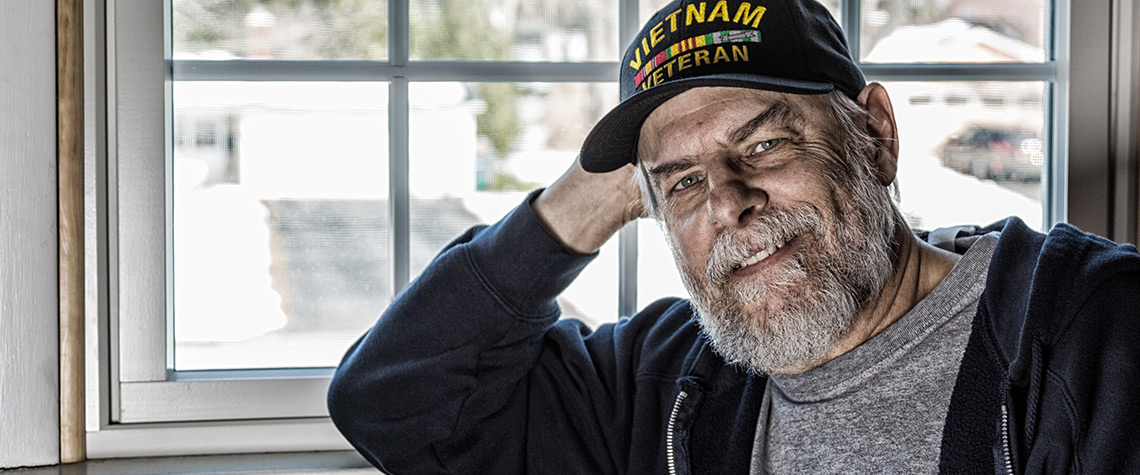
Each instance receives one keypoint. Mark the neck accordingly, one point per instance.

--------------------------------

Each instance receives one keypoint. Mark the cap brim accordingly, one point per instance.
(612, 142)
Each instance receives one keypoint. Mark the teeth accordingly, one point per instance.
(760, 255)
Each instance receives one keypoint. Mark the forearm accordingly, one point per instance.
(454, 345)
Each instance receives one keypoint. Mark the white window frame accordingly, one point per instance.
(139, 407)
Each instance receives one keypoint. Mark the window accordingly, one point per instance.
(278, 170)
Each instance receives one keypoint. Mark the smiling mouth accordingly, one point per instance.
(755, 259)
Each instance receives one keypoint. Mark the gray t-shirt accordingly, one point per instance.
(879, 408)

--------------------------------

Task directions – Please count the rows above that contain the word "Each" and reply with only the number.

Response for this exercise – 8